--- Dataset records ---

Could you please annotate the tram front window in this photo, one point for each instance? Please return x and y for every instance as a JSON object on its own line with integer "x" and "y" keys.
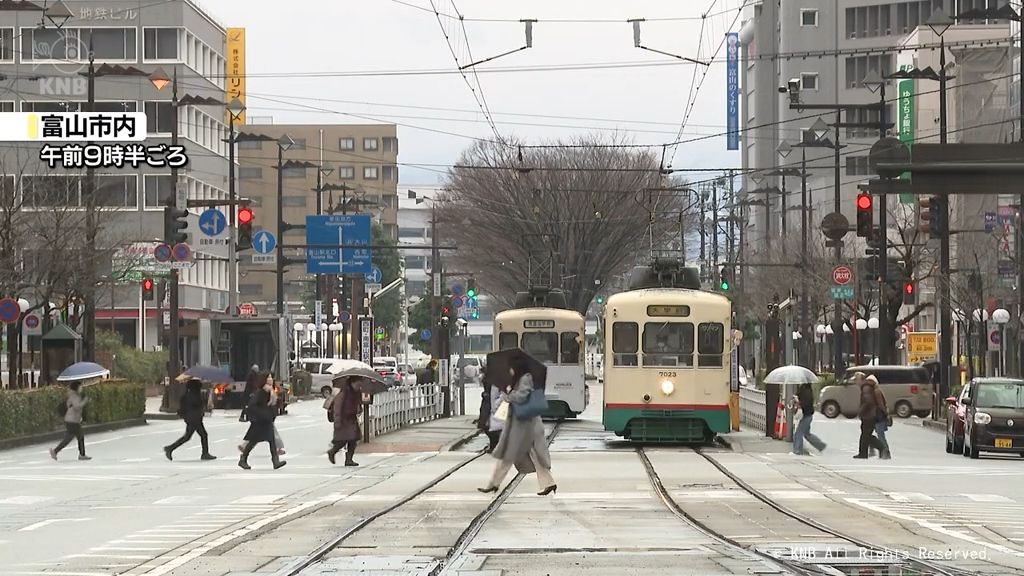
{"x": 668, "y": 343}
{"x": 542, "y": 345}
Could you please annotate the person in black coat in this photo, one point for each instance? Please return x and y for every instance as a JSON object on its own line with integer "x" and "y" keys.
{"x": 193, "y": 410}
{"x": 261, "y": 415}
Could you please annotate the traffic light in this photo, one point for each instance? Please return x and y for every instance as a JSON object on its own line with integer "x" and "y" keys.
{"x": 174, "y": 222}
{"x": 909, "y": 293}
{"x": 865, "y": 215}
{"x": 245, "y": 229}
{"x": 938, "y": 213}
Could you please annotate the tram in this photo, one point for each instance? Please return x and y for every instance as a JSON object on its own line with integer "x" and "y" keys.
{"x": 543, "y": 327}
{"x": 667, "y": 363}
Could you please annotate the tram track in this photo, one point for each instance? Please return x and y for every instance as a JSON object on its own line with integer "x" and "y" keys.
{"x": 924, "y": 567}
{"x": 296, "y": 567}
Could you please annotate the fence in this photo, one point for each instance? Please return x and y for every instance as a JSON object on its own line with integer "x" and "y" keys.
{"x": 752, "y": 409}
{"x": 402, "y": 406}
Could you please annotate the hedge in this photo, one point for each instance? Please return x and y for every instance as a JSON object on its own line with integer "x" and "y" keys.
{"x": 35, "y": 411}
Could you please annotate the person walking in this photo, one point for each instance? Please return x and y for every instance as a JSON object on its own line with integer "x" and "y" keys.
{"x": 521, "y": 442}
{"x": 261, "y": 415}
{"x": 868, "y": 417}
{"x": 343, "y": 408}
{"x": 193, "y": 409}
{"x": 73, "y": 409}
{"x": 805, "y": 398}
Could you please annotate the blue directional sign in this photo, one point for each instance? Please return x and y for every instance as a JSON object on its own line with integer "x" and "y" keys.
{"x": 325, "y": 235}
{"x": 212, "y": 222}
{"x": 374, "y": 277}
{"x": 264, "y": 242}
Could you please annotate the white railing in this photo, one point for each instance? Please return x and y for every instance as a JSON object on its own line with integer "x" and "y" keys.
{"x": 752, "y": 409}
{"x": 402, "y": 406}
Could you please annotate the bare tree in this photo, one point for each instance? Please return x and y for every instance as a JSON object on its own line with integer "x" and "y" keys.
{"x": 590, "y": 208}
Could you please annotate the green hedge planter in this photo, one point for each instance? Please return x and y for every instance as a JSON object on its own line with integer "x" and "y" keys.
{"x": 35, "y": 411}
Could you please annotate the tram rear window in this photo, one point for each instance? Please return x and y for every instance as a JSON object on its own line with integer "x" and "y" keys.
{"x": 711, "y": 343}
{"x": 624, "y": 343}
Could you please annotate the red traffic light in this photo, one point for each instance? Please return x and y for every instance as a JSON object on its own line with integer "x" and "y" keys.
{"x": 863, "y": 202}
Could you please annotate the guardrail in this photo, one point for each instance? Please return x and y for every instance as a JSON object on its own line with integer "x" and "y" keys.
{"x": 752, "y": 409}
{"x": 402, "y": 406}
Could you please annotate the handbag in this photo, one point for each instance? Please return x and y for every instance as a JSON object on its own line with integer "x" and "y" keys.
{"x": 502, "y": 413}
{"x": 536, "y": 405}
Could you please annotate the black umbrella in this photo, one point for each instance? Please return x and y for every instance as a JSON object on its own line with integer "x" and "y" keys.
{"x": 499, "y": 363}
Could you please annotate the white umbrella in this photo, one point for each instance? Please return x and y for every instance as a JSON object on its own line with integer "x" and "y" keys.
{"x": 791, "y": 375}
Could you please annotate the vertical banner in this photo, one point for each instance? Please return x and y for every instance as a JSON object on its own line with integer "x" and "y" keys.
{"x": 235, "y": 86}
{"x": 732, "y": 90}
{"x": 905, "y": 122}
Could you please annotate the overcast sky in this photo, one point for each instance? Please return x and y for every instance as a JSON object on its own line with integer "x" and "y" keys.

---

What the task asks |
Find the line that contains "Could you please annotate the black". Repeat it and every line after it, exactly as written, up to and including the last line of the records above.

Written answer |
Could you please annotate the black umbrella in this photo, one point for each instance? Please return x and y for every instance as a JSON object on its own line with integer "x" and "y" keys.
{"x": 499, "y": 363}
Could you please annotate the white umbrella in this photo, one point for each instance? Please return x and y for every instance as a JSON object on its own line with integer "x" and "y" keys.
{"x": 791, "y": 375}
Could you please annotate the vertical banner in this photo, one point for each instance? Please return x and y for every instance as a JSON object on its own line with integer "x" and "y" keys.
{"x": 235, "y": 86}
{"x": 732, "y": 90}
{"x": 905, "y": 122}
Could you please annotate the overcast sky in this photo, one point for each instance? Please return x and y for every instance as a JSON object on its own line with integer "x" and "y" keys.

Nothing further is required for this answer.